**Work task**
Would you copy each line of the records that includes the word "sunset"?

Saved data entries

____

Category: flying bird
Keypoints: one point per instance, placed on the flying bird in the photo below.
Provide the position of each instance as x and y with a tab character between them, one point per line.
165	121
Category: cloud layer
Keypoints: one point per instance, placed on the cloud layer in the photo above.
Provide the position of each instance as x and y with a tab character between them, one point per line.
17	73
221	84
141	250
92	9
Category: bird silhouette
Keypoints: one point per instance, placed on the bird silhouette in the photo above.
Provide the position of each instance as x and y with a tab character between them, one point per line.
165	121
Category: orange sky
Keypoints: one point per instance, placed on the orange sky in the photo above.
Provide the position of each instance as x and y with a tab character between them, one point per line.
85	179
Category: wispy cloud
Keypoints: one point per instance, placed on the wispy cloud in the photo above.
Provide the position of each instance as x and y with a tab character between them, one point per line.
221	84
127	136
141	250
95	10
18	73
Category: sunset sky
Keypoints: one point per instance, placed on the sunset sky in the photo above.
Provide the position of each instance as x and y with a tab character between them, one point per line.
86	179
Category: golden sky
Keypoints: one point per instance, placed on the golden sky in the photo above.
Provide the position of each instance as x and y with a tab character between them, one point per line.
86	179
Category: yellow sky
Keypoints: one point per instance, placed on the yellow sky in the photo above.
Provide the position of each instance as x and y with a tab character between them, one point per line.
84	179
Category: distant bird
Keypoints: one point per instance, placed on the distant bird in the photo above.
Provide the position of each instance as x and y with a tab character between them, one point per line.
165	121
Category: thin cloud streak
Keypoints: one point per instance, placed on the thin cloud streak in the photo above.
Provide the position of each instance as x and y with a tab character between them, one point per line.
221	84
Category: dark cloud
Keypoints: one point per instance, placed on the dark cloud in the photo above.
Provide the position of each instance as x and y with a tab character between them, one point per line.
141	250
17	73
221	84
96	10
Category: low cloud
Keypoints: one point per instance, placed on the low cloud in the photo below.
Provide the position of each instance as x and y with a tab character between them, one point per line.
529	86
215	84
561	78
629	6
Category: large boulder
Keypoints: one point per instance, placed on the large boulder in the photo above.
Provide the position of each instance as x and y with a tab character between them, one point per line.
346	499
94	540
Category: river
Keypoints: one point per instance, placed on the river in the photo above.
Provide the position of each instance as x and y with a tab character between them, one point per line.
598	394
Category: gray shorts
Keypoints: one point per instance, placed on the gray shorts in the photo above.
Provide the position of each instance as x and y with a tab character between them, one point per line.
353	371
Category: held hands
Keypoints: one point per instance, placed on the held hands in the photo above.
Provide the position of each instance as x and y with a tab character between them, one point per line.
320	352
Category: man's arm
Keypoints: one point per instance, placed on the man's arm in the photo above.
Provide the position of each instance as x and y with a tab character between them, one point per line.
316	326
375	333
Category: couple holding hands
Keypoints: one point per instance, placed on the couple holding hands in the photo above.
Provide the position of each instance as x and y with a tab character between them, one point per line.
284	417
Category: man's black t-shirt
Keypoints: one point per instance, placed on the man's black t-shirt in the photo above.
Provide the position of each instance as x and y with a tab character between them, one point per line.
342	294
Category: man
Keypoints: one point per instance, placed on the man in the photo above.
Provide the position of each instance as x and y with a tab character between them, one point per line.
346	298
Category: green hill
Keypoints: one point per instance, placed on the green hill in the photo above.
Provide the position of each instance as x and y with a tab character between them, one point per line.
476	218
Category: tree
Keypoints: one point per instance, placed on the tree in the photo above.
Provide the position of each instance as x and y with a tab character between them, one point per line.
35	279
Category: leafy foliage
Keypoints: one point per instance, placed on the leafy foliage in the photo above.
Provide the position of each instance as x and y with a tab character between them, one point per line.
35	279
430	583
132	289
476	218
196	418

____

**Solution for this task**
Category: sunset sky
Keypoints: one point per instance, placed on the sunset sky in the photo above.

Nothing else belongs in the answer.